# start of RECORDS SHOWN

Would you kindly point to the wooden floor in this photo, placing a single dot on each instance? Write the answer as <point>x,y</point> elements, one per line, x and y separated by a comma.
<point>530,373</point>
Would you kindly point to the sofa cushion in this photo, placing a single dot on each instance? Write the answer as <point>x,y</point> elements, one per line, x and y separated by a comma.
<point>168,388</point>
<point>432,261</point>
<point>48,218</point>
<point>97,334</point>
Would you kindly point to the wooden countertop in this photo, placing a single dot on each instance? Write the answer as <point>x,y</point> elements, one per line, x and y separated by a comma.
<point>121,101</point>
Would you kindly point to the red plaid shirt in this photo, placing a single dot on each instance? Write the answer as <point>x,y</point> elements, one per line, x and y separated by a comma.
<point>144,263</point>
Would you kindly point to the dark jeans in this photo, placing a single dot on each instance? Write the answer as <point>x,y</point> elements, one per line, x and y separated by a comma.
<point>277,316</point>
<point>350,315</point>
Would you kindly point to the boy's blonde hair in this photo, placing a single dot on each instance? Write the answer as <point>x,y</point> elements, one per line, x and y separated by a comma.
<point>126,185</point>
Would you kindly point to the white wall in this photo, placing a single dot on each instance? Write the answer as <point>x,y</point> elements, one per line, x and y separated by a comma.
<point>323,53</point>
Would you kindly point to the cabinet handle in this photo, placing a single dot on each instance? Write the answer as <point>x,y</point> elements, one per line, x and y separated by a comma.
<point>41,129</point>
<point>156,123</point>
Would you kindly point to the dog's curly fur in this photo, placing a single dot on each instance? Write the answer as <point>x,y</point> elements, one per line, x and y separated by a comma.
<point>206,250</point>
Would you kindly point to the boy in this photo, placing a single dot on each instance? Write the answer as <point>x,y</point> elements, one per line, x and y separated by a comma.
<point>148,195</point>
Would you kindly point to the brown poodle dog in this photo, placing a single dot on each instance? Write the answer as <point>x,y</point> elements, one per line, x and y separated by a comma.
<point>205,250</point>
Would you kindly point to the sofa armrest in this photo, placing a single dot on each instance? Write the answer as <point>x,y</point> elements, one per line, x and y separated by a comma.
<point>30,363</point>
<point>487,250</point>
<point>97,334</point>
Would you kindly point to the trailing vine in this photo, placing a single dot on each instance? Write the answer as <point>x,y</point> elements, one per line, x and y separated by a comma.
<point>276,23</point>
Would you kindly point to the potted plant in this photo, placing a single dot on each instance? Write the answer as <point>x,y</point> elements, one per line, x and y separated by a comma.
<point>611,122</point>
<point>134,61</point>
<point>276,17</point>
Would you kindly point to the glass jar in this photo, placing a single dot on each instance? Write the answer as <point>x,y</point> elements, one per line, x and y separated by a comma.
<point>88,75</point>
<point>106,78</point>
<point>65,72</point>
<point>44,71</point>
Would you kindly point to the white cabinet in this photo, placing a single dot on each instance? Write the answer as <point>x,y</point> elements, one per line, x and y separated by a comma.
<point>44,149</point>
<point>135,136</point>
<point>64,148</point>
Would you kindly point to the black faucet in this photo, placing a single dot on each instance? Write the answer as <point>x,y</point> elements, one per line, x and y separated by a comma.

# end of RECORDS SHOWN

WORK TO BE COMPLETED >> Reproduce every one of the rows above verbatim, line by line.

SOLUTION BELOW >>
Would you kindly point to the wooden floor in this photo, placing a single dot on each instance? Write the answer as <point>x,y</point> elements, one per line, x and y separated by a comma.
<point>530,373</point>
Would you kindly point to the sofa cushion in this photo, placing a single dot on each instance? Write the answer as <point>x,y</point> elements, one per line, x and y separated by a comma.
<point>168,388</point>
<point>432,261</point>
<point>48,218</point>
<point>97,334</point>
Would you kindly point to the wooden countertop in this photo, placing a single dot on each instance? Write the answer as <point>x,y</point> elements, one per line, x and y separated by a comma.
<point>121,101</point>
Would you kindly point to the red plaid shirt in this photo, placing a single dot on each instance? Write the answer as <point>x,y</point> elements, one per line, x and y separated by a comma.
<point>144,263</point>
Would you kindly point to the dark jeans in this photo, placing a single dot on each instance? Write the answer as <point>x,y</point> elements, one per line, x and y separated by a comma.
<point>277,316</point>
<point>350,315</point>
Would you kindly point to the boy's blonde hair in this photo, placing a single dot on each instance? Write the answer as <point>x,y</point> elements, one per line, x and y separated by a comma.
<point>126,185</point>
Would you kindly point to the white wall in this photo, placing a single dot on each instance? Write the answer as <point>x,y</point> elements, one per line, x and y separated by a comma.
<point>323,53</point>
Would you kindly point to the cabinet handle in this photo, placing a single dot on each instance? Write the answer as <point>x,y</point> elements, one per line, x and y separated by a comma.
<point>41,129</point>
<point>156,123</point>
Would you kindly point to the dog's curly fur in this photo, placing a single dot on each instance? Write the answer as <point>x,y</point> elements, one per line, x and y separated by a comma.
<point>206,250</point>
Would you kindly point to the boy in this photo, placing a single dot on each instance? Write the answer as <point>x,y</point> elements, one per line, x and y separated by a comma.
<point>148,195</point>
Would you kindly point to the brown poodle dog in this photo, placing a single dot on each instance? Write the answer as <point>x,y</point> elements, one per line, x and y separated by a comma.
<point>205,250</point>
Would you kindly point to the sofa armrest in this photo, placing a single dot on each instance? Write the answer as <point>x,y</point> elements, one per line, x and y separated by a comma.
<point>30,363</point>
<point>487,250</point>
<point>97,334</point>
Would you kindly point to the trailing vine in this photo, placing a single dot on each instance? Write the answer as <point>x,y</point> elements, one per line, x and y separated by a comma.
<point>276,23</point>
Would you kindly point to the potted plant in this photo, placing a single dot on each instance? Write the answer as <point>x,y</point> elements, one per line, x and y separated by a comma.
<point>611,122</point>
<point>134,61</point>
<point>276,17</point>
Would you kindly point to the glass jar in this photo, placing a single dot on each instance? Write the answer as <point>x,y</point> elements, one per line, x and y separated by a comma.
<point>88,75</point>
<point>106,78</point>
<point>65,72</point>
<point>44,71</point>
Would you kindly point to the white cabinet in this photo, placing a single dot on each instance? Write the answer as <point>x,y</point> elements, one per line, x and y separated by a comma.
<point>44,149</point>
<point>135,136</point>
<point>64,148</point>
Would you kindly point to the black faucet in this photo, placing a single dot on each instance? Write the answer as <point>x,y</point> elements, one per line, x and y separated by a comma.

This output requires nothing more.